### ITEMS

▬▬▬▬▬▬▬▬▬▬

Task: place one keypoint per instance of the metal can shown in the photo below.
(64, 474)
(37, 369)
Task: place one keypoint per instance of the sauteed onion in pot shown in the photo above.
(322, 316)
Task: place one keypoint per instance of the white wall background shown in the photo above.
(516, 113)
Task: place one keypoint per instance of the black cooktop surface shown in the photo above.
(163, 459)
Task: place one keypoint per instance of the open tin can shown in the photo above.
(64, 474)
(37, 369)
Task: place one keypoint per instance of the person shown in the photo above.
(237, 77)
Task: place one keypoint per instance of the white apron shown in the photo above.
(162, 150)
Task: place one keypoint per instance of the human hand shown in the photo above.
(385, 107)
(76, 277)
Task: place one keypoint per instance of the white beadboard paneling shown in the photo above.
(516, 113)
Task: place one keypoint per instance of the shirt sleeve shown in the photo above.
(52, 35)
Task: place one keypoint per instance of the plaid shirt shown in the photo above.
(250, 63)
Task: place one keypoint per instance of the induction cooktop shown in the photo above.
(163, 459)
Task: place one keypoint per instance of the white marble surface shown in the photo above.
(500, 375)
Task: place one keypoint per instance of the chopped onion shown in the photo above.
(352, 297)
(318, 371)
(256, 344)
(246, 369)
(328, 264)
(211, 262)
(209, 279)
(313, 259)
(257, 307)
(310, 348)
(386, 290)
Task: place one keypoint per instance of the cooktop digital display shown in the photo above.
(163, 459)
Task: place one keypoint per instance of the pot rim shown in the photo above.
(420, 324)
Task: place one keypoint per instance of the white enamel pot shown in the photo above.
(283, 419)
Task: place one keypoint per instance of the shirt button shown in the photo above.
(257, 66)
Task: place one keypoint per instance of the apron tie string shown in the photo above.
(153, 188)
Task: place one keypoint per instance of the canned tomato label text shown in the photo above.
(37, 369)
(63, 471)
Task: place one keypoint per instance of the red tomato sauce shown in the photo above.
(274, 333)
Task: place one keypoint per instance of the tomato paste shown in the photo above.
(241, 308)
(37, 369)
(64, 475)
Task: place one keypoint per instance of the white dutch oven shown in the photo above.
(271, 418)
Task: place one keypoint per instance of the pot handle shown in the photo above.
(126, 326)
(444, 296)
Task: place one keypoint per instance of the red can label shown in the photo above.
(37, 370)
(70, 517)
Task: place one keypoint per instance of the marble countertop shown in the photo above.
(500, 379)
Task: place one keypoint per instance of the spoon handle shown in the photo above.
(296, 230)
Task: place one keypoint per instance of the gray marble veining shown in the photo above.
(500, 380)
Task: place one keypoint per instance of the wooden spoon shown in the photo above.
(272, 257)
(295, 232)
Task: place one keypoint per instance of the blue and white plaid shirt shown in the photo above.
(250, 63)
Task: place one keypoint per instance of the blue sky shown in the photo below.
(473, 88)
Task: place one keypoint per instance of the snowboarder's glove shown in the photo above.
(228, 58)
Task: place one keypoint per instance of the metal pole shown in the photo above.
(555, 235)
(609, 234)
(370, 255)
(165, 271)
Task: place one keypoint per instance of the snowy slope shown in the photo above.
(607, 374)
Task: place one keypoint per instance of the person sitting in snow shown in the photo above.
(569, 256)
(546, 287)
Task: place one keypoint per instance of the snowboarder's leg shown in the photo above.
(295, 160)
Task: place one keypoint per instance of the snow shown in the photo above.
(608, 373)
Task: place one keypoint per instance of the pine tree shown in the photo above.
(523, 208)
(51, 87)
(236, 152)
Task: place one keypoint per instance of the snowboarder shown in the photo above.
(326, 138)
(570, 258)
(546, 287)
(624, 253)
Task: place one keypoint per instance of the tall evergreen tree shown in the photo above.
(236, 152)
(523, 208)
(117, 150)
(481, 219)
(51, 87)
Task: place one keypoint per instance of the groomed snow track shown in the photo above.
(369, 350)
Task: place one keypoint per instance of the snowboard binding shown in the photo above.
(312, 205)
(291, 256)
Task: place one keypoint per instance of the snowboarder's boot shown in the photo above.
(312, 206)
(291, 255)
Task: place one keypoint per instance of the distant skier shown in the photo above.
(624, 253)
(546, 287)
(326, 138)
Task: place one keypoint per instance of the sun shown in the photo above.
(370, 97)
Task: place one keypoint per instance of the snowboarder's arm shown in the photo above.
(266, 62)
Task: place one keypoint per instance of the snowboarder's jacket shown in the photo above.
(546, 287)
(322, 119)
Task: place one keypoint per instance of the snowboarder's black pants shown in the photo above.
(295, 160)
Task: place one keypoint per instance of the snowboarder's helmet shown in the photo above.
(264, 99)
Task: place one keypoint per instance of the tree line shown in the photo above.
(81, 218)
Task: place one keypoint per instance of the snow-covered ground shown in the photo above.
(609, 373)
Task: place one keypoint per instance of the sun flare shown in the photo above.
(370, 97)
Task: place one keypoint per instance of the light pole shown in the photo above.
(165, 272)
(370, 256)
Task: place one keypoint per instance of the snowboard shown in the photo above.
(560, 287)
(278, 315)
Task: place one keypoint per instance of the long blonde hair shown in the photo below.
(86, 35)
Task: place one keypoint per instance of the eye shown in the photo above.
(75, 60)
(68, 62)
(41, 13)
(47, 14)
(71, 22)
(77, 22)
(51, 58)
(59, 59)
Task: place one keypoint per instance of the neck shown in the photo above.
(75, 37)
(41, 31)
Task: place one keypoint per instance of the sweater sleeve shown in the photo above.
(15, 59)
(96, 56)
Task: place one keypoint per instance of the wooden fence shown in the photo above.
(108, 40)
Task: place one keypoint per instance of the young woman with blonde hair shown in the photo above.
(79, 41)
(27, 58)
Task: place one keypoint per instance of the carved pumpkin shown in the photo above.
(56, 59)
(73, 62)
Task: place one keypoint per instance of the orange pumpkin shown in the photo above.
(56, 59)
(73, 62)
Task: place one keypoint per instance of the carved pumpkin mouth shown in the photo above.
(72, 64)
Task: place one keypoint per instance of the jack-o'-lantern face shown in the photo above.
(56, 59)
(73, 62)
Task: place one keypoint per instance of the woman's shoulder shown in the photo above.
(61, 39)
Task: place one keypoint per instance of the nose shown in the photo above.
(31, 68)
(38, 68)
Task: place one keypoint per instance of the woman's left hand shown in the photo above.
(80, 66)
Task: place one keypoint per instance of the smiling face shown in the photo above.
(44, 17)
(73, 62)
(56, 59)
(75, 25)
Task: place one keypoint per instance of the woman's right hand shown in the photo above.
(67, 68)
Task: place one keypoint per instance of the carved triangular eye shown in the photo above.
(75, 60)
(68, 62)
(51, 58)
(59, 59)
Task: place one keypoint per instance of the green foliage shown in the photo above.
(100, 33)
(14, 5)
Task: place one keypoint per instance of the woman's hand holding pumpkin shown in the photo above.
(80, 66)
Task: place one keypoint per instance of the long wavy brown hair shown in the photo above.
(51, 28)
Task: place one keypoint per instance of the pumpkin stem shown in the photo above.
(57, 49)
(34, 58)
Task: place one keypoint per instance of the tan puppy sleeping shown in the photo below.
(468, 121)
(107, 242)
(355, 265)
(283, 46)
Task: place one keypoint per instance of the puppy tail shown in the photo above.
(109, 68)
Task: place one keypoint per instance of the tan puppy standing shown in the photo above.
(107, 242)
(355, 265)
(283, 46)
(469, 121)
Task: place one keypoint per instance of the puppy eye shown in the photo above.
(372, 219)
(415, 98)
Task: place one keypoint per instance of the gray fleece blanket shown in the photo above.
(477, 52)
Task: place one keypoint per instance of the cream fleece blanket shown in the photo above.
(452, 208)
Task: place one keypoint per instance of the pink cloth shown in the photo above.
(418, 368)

▬▬▬▬▬▬▬▬▬▬

Recast all the items above as a numbered list, leaving out any blank lines.

1. Task: place one keypoint per instance of the metal can shown in the photo below.
2. (64, 474)
3. (37, 369)
4. Task: place one keypoint per instance of the sauteed onion in pot shown in the photo above.
5. (322, 316)
6. Task: place one keypoint per instance of the white wall background shown in the photo above.
7. (516, 113)
8. Task: place one keypoint per instance of the black cooktop surface shown in the photo above.
9. (163, 459)
10. Task: place one keypoint per instance of the open tin can shown in the photo above.
11. (64, 474)
12. (37, 369)
13. Task: place one keypoint per instance of the person shown in the photo above.
14. (237, 77)
15. Task: place one keypoint per instance of the white apron shown in the photo above.
16. (162, 150)
17. Task: place one keypoint per instance of the human hand shown in the photo above.
18. (385, 107)
19. (76, 277)
20. Task: place one keypoint per instance of the white beadboard paneling shown in the photo above.
21. (516, 113)
22. Task: place one keypoint per instance of the shirt sleeve shown in the photo above.
23. (52, 35)
24. Task: place one keypoint per instance of the plaid shirt shown in the photo above.
25. (250, 63)
26. Task: place one keypoint per instance of the induction cooktop shown in the photo above.
27. (163, 459)
28. Task: place one keypoint per instance of the white marble surface shown in the photo above.
29. (500, 375)
30. Task: place one keypoint per instance of the chopped onion shown in the photo above.
31. (352, 297)
32. (318, 371)
33. (256, 344)
34. (246, 369)
35. (328, 264)
36. (211, 262)
37. (209, 279)
38. (313, 259)
39. (257, 307)
40. (310, 348)
41. (386, 290)
42. Task: place one keypoint per instance of the cooktop digital display shown in the photo above.
43. (163, 459)
44. Task: place one keypoint per instance of the pot rim shown in the photo above.
45. (420, 324)
46. Task: place one keypoint per instance of the white enamel pot shown in the photo above.
47. (283, 419)
48. Task: place one keypoint per instance of the shirt button shown in the photo above.
49. (257, 66)
50. Task: place one keypoint per instance of the apron tie string shown in the photo above.
51. (153, 188)
52. Task: place one keypoint per instance of the canned tomato label text shown in the photo above.
53. (37, 369)
54. (63, 471)
55. Task: place one keypoint per instance of the red tomato sauce shown in the photo above.
56. (274, 333)
57. Task: place one keypoint per instance of the tomato paste shown in the photo above.
58. (241, 308)
59. (37, 369)
60. (64, 475)
61. Task: place one keypoint per instance of the white dutch oven shown in the photo above.
62. (271, 418)
63. Task: place one keypoint per instance of the pot handle shown in the photo above.
64. (126, 326)
65. (444, 296)
66. Task: place one keypoint per instance of the red can label shown in the photo above.
67. (37, 370)
68. (70, 517)
69. Task: place one keypoint per instance of the marble countertop shown in the photo above.
70. (500, 379)
71. Task: place one keypoint per instance of the spoon handle shown in the photo above.
72. (296, 230)
73. Task: place one keypoint per instance of the gray marble veining shown in the photo above.
74. (500, 380)
75. Task: place one keypoint per instance of the wooden spoon shown in the photo above.
76. (272, 257)
77. (295, 232)
78. Task: place one keypoint per instance of the blue and white plaid shirt shown in the photo above.
79. (250, 63)
80. Task: place one keypoint per instance of the blue sky shown in the photo below.
81. (473, 88)
82. Task: place one keypoint per instance of the snowboarder's glove shown in the photo above.
83. (228, 58)
84. Task: place one keypoint per instance of the metal pole shown in the photo above.
85. (555, 235)
86. (609, 234)
87. (370, 255)
88. (165, 271)
89. Task: place one keypoint per instance of the snowy slope shown in the photo above.
90. (607, 374)
91. Task: place one keypoint per instance of the person sitting in snow shown in the photo above.
92. (569, 256)
93. (546, 287)
94. Task: place one keypoint per instance of the snowboarder's leg shown in the photo above.
95. (295, 160)
96. Task: place one keypoint per instance of the snow shown in the photo above.
97. (608, 373)
98. Task: place one keypoint per instance of the pine tree shown in the photo above.
99. (523, 208)
100. (51, 87)
101. (236, 152)
102. Task: place one keypoint per instance of the snowboarder shown in the photo above.
103. (326, 138)
104. (570, 258)
105. (546, 287)
106. (624, 253)
107. Task: place one keypoint per instance of the tall evergreen tree shown in the photo above.
108. (236, 152)
109. (523, 208)
110. (117, 150)
111. (481, 219)
112. (51, 87)
113. Task: place one keypoint per instance of the groomed snow track shown in the photo above.
114. (369, 350)
115. Task: place one keypoint per instance of the snowboard binding shown in the photo above.
116. (312, 205)
117. (291, 256)
118. Task: place one keypoint per instance of the snowboarder's boot shown in the photo above.
119. (312, 206)
120. (291, 255)
121. Task: place one keypoint per instance of the distant skier shown in the photo above.
122. (624, 253)
123. (546, 287)
124. (326, 138)
125. Task: place one keypoint per instance of the sun shown in the photo above.
126. (370, 97)
127. Task: place one keypoint per instance of the snowboarder's arm shown in the photo above.
128. (266, 62)
129. Task: place one keypoint per instance of the snowboarder's jacket shown in the photo above.
130. (546, 287)
131. (322, 119)
132. Task: place one keypoint per instance of the snowboarder's black pants shown in the photo above.
133. (295, 160)
134. Task: place one keypoint per instance of the snowboarder's helmet shown in the photo above.
135. (264, 99)
136. Task: place one keypoint per instance of the tree line shown in the photo above.
137. (81, 218)
138. Task: place one keypoint per instance of the snow-covered ground shown in the photo above.
139. (609, 373)
140. Task: place one keypoint per instance of the sun flare shown in the photo above.
141. (370, 97)
142. Task: place one keypoint per instance of the light pole shown in the photo above.
143. (165, 272)
144. (370, 256)
145. Task: place one keypoint per instance of the snowboard shown in the photo above.
146. (560, 287)
147. (278, 315)
148. Task: place one keypoint per instance of the long blonde hair shown in the photo below.
149. (86, 35)
150. Task: place one keypoint per instance of the eye shown in the photo above.
151. (75, 60)
152. (68, 62)
153. (41, 13)
154. (47, 14)
155. (71, 22)
156. (77, 22)
157. (51, 58)
158. (59, 59)
159. Task: place one keypoint per instance of the neck shown in the photo above.
160. (75, 37)
161. (41, 31)
162. Task: place one keypoint per instance of the sweater sleeve shown in the photo above.
163. (15, 59)
164. (96, 56)
165. Task: place one keypoint per instance of the wooden fence shown in the photo above.
166. (108, 40)
167. Task: place one keypoint per instance of the young woman with blonde hair shown in the photo above.
168. (79, 41)
169. (27, 58)
170. Task: place one keypoint per instance of the carved pumpkin shown in the photo above.
171. (56, 59)
172. (73, 62)
173. Task: place one keypoint per instance of the orange pumpkin shown in the photo above.
174. (56, 59)
175. (73, 62)
176. Task: place one keypoint per instance of the carved pumpkin mouth shown in the photo above.
177. (72, 64)
178. Task: place one keypoint per instance of the jack-o'-lantern face shown in the photo above.
179. (56, 59)
180. (73, 62)
181. Task: place one keypoint per instance of the woman's shoulder shown in the photo above.
182. (61, 39)
183. Task: place one keypoint per instance of the nose shown in the photo above.
184. (31, 68)
185. (38, 68)
186. Task: place one keypoint per instance of the woman's left hand shown in the photo above.
187. (80, 66)
188. Task: place one keypoint per instance of the smiling face shown in the photo above.
189. (44, 17)
190. (73, 62)
191. (56, 59)
192. (75, 25)
193. Task: place one keypoint per instance of the woman's right hand shown in the photo above.
194. (67, 68)
195. Task: place one keypoint per instance of the carved triangular eye shown in the photo above.
196. (75, 60)
197. (68, 62)
198. (51, 58)
199. (59, 59)
200. Task: place one keypoint per instance of the green foliage shown in the photo above.
201. (100, 33)
202. (14, 5)
203. Task: place one keypoint per instance of the woman's hand holding pumpkin shown in the photo above.
204. (80, 66)
205. Task: place one keypoint per instance of the long wavy brown hair shown in the photo above.
206. (51, 28)
207. Task: place one keypoint per instance of the pumpkin stem shown in the photo above.
208. (57, 49)
209. (34, 58)
210. Task: place one keypoint per instance of the tan puppy sleeping shown in the photo below.
211. (468, 121)
212. (107, 242)
213. (355, 265)
214. (283, 46)
215. Task: place one keypoint per instance of the puppy tail shown in the photo above.
216. (109, 68)
217. Task: place one keypoint per instance of the tan puppy standing shown in the photo above.
218. (107, 242)
219. (355, 265)
220. (283, 46)
221. (469, 121)
222. Task: place one keypoint per instance of the puppy eye shown in the photo above.
223. (372, 219)
224. (415, 98)
225. Task: place one keypoint per instance of the gray fleece blanket shown in the photo above.
226. (477, 52)
227. Task: place one keypoint per instance of the cream fleece blanket shown in the photo above.
228. (452, 208)
229. Task: place one keypoint per instance of the pink cloth shown in the photo above.
230. (418, 368)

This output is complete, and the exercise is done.